**EXERCISE**
Copy the items below verbatim, leaving out the pictures.

-------- ENTRIES PROVIDED

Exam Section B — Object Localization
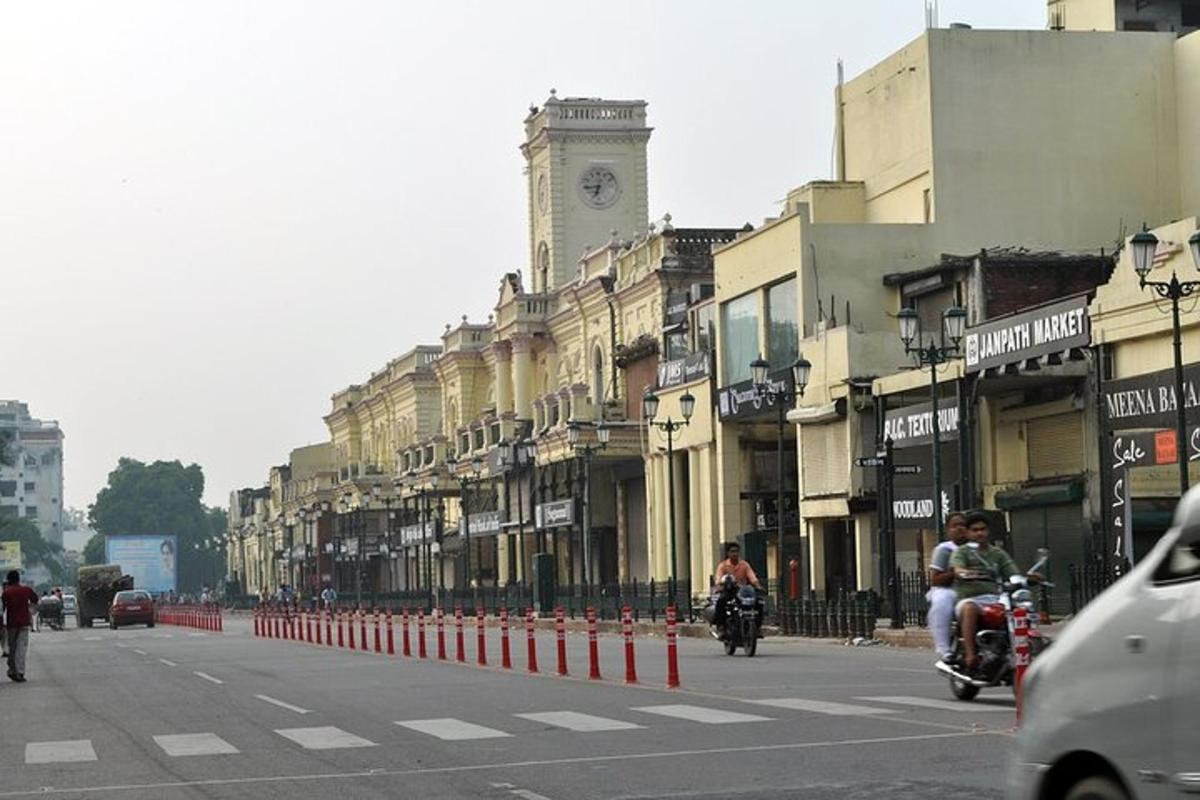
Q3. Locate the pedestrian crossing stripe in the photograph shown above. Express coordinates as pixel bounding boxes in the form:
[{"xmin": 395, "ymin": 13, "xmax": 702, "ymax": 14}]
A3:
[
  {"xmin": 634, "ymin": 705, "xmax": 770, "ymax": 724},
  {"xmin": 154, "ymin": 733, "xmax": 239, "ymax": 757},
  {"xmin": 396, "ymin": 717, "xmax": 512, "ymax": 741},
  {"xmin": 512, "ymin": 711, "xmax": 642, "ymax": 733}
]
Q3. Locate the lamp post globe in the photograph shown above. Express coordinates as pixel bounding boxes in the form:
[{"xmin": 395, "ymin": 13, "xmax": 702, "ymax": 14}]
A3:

----------------

**THE OUTPUT**
Exam Section B — Object Localization
Q3. Locate the pedestrian crossing stripe in the photograph shown above. Express coordinates as pixel bounding boxes in the form:
[{"xmin": 395, "ymin": 13, "xmax": 702, "ymax": 14}]
A3:
[
  {"xmin": 634, "ymin": 705, "xmax": 770, "ymax": 724},
  {"xmin": 154, "ymin": 733, "xmax": 239, "ymax": 757},
  {"xmin": 396, "ymin": 717, "xmax": 512, "ymax": 741},
  {"xmin": 512, "ymin": 711, "xmax": 642, "ymax": 733}
]
Q3. Locate the lamp post globe in the photograph shown above. Express coordinates as pixel bounding boxes in the form:
[{"xmin": 395, "ymin": 13, "xmax": 702, "ymax": 14}]
A3:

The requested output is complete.